◆ Study questions
1. Reproduce without changes the part of the text on hybrid region representation that opens with the words containing "Ferret consists of" and closes with "form complete sentences.".
2. From the text on hybrid region representation, list every format it names for referencing image regions.

◆ Text block
******************************
Hybrid region representation

Representation

Usually, there are three formats for referencing image regions: point, box, and free-form shapes. Points and boxes are represented by simple coordinates, but free-form shapes, which include various types like scribbles and polygons, are more complex. To effectively represent these shapes, the authors propose a hybrid region representation, combining discrete coordinates with continuous visual features: a 2D binary mask is created for the region and visual features are extracted using a spatial-aware visual sampler. Points are represented by their coordinates and a fixed-radius circle, while boxes and free-form shapes use corner coordinates and a feature extracted from the defined region.

Architecture

Architecture

Ferret consists of three main components:

  • Image embeddings are extracted with CLIP-ViT-L/14. Text is processed using the LLM’s tokenizer to create text embeddings. Referred regions in images are represented by coordinates and a special token in the text input (a cat [100, 50, 200, 300] ⟨SPE⟩), which can be combined with ordinary text to form complete sentences.
  • The spatial-aware visual sampler samples points within a binary region mask and extracts their features through bilinear interpolation. These points are sampled, gathered, and pooled to create a dense feature space. This process is inspired by techniques used in 3D point cloud learning.
******************************
◆ Given information
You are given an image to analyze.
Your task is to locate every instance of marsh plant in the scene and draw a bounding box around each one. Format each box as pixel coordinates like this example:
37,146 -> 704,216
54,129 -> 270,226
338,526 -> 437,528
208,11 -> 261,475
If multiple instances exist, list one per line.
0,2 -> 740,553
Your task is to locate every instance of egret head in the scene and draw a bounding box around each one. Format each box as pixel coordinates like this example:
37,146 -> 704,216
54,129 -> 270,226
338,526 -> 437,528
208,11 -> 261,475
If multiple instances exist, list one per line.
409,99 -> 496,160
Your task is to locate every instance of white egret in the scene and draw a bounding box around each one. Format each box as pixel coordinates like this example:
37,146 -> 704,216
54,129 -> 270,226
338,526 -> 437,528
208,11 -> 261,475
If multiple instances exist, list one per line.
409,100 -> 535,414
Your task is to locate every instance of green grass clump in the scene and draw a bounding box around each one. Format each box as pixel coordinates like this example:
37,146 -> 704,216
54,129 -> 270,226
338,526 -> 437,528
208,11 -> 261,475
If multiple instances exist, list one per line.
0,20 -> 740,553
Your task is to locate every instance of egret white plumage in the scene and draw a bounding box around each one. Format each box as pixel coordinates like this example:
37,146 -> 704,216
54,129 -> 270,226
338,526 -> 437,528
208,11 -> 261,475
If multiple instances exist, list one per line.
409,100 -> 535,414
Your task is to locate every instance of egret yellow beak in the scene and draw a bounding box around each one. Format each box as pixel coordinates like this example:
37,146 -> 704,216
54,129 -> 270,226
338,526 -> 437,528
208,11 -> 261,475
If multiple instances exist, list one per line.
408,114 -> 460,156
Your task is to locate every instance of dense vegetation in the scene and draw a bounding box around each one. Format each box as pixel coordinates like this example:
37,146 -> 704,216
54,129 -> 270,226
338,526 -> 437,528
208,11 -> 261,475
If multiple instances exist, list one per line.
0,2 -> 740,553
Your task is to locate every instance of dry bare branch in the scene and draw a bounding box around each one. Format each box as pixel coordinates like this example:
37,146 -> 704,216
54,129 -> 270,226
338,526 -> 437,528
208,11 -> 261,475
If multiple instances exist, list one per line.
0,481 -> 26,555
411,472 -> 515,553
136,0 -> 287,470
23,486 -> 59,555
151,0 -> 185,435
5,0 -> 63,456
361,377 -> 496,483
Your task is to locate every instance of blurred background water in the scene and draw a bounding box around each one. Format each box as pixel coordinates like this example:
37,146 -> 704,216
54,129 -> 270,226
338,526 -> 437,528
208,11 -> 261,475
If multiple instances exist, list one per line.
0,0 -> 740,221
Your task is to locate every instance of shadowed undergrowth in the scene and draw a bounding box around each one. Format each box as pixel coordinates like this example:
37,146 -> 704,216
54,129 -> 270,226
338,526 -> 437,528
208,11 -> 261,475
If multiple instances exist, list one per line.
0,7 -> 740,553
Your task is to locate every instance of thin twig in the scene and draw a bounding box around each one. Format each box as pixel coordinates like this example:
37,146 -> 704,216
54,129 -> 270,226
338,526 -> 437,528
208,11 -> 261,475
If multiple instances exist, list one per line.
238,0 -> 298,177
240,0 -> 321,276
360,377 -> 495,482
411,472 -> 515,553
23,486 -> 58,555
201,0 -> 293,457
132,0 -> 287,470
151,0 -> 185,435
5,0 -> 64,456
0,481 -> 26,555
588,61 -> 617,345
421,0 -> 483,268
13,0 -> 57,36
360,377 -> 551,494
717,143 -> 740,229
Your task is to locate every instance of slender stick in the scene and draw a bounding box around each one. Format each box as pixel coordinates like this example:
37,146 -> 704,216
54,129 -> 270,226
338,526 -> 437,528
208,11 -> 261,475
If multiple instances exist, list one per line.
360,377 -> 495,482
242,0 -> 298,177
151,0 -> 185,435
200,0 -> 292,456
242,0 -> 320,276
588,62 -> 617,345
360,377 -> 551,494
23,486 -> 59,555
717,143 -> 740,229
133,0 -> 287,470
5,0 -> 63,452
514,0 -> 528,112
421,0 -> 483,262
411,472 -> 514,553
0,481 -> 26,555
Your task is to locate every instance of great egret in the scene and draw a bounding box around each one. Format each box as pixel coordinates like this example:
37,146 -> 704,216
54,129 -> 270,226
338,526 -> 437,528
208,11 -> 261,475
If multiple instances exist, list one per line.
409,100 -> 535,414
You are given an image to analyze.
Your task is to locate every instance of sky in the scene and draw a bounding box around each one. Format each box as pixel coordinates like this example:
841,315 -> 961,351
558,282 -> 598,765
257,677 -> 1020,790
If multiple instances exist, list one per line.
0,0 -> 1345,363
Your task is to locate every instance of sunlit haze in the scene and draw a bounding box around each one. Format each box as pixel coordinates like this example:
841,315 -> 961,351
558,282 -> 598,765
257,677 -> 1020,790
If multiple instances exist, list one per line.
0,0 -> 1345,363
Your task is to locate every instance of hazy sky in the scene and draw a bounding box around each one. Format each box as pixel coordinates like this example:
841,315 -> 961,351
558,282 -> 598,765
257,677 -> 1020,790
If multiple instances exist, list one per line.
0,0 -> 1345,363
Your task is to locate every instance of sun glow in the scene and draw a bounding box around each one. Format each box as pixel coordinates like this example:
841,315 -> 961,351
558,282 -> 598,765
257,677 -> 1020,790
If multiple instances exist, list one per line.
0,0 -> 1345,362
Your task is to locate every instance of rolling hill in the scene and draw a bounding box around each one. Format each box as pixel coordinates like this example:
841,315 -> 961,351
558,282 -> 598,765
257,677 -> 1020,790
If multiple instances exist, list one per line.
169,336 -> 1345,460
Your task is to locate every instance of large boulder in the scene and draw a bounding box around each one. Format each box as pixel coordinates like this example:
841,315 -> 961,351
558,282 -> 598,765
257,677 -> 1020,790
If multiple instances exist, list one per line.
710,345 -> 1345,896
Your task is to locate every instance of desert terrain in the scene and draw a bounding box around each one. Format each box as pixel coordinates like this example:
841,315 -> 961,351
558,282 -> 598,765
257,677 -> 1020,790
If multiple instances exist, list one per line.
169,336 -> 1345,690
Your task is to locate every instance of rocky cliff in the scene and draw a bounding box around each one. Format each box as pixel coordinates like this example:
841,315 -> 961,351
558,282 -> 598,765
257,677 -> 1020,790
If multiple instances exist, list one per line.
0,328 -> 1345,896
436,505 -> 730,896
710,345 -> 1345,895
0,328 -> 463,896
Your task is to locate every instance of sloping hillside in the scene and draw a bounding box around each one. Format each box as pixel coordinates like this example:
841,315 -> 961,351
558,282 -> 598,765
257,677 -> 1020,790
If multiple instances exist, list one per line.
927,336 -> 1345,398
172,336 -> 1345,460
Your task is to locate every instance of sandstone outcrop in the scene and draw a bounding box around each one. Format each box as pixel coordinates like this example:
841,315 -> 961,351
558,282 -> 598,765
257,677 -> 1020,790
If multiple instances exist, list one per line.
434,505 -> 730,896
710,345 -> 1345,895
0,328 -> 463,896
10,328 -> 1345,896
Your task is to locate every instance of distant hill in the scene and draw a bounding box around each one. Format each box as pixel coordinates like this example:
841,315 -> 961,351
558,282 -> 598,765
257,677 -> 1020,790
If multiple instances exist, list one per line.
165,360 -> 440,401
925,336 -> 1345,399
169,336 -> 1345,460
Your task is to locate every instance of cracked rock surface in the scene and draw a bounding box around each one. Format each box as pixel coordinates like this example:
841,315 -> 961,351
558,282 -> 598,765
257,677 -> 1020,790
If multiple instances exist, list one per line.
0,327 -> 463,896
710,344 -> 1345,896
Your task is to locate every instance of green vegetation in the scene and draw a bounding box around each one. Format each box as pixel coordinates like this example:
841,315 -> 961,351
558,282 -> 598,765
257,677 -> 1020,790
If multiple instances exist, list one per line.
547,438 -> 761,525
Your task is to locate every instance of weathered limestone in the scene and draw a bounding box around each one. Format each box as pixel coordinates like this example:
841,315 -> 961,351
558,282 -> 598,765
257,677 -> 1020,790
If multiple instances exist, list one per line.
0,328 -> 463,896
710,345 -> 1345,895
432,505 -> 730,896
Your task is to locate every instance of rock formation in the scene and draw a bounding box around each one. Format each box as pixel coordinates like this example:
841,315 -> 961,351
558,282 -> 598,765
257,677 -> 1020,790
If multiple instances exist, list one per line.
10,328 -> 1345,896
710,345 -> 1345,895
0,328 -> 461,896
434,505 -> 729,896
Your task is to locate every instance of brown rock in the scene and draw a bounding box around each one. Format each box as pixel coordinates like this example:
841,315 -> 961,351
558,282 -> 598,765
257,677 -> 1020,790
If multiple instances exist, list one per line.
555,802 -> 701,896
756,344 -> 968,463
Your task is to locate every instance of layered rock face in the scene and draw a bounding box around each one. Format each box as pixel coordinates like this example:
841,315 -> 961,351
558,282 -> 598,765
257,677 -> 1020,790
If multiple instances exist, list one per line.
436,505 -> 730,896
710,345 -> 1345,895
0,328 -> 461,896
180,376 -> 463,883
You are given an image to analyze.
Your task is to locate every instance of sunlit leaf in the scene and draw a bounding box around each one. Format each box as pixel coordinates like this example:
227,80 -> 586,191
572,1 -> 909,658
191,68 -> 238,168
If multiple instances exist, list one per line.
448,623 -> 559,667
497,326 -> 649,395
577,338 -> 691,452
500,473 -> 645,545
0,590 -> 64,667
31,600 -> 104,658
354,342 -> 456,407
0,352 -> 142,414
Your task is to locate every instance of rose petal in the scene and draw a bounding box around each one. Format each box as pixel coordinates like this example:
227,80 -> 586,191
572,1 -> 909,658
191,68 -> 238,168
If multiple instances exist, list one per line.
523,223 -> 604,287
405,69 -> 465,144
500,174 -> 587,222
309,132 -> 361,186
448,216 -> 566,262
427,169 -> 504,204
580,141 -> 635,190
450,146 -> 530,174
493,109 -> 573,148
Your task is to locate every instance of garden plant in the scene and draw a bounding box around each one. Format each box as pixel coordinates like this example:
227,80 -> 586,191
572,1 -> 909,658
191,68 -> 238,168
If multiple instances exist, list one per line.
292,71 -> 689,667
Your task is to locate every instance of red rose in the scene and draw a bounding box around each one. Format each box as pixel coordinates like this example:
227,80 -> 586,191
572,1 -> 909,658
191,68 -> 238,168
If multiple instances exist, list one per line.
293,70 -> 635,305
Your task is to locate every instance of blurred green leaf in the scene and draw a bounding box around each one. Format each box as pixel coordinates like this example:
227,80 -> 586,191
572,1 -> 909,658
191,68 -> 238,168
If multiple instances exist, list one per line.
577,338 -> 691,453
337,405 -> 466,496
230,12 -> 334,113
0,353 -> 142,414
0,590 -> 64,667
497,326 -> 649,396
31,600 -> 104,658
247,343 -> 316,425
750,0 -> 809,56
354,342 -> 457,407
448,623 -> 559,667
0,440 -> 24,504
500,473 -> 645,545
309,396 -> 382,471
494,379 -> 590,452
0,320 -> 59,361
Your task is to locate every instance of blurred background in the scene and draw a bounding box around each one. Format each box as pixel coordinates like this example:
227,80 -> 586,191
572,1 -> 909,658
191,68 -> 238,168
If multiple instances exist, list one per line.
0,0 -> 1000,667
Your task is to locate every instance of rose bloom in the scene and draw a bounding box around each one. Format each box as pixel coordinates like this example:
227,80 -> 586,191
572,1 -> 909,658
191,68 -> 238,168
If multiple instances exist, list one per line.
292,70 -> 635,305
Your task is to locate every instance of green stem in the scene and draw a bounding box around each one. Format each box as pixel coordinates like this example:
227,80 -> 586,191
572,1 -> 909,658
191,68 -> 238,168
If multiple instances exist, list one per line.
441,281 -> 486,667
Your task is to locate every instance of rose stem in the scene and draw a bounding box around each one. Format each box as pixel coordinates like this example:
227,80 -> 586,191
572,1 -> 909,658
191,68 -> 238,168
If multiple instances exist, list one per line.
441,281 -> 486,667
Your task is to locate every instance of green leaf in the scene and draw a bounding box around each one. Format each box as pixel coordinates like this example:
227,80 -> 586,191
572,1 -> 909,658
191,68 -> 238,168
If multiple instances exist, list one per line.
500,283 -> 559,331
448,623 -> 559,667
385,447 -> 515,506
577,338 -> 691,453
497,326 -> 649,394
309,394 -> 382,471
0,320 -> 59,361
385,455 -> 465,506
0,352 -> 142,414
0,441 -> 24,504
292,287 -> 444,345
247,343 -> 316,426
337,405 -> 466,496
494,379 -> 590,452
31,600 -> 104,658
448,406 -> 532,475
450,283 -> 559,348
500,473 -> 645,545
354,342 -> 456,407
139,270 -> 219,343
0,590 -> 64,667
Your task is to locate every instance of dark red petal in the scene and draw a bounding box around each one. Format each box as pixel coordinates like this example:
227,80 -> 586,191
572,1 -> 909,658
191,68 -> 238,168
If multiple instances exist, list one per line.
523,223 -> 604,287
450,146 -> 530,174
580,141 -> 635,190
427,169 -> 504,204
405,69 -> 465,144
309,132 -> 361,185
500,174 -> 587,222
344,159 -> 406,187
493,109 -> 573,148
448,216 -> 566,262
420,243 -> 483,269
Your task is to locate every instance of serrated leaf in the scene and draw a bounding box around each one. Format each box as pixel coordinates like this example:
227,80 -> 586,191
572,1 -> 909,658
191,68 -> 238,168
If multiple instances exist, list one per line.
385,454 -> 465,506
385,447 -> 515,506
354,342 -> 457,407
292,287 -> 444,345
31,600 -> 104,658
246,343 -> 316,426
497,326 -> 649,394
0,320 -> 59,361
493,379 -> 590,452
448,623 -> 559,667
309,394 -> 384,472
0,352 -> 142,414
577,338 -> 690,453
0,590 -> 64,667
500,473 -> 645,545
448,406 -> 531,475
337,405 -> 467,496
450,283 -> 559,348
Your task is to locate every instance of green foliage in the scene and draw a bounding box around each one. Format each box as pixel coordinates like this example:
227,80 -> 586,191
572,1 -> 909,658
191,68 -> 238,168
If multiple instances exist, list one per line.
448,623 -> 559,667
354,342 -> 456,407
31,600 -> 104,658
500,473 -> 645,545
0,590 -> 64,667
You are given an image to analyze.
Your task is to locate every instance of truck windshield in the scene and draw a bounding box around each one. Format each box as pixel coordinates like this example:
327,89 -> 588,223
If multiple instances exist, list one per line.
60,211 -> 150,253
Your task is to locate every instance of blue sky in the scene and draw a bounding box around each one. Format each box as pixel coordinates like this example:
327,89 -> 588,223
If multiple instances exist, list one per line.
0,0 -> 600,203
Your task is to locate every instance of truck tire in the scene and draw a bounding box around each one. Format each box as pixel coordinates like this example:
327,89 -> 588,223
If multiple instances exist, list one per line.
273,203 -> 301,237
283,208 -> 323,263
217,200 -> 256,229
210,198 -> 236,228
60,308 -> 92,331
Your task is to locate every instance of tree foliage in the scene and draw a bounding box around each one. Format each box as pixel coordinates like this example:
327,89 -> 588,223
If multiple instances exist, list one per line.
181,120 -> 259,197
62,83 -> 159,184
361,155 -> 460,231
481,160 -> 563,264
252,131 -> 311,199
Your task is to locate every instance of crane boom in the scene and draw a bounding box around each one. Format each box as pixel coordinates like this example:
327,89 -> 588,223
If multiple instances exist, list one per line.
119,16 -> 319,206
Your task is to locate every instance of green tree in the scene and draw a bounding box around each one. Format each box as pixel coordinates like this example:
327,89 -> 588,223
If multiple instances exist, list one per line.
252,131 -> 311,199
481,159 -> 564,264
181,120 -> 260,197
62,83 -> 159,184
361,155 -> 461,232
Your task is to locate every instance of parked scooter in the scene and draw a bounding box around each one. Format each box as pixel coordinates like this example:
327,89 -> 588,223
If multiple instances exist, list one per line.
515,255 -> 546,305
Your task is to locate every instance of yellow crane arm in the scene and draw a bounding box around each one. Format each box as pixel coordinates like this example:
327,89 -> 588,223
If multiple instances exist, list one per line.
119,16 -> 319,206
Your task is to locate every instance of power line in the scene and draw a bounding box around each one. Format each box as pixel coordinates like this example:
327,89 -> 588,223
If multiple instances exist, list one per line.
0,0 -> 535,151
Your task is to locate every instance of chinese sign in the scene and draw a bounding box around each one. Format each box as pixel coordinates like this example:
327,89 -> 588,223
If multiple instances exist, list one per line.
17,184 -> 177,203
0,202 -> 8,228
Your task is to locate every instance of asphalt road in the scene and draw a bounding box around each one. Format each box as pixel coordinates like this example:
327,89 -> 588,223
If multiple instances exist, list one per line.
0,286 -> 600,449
******************************
◆ Response list
1.
Ferret consists of three main components:

  • Image embeddings are extracted with CLIP-ViT-L/14. Text is processed using the LLM’s tokenizer to create text embeddings. Referred regions in images are represented by coordinates and a special token in the text input (a cat [100, 50, 200, 300] ⟨SPE⟩), which can be combined with ordinary text to form complete sentences.

2. Point, box, free-form shapes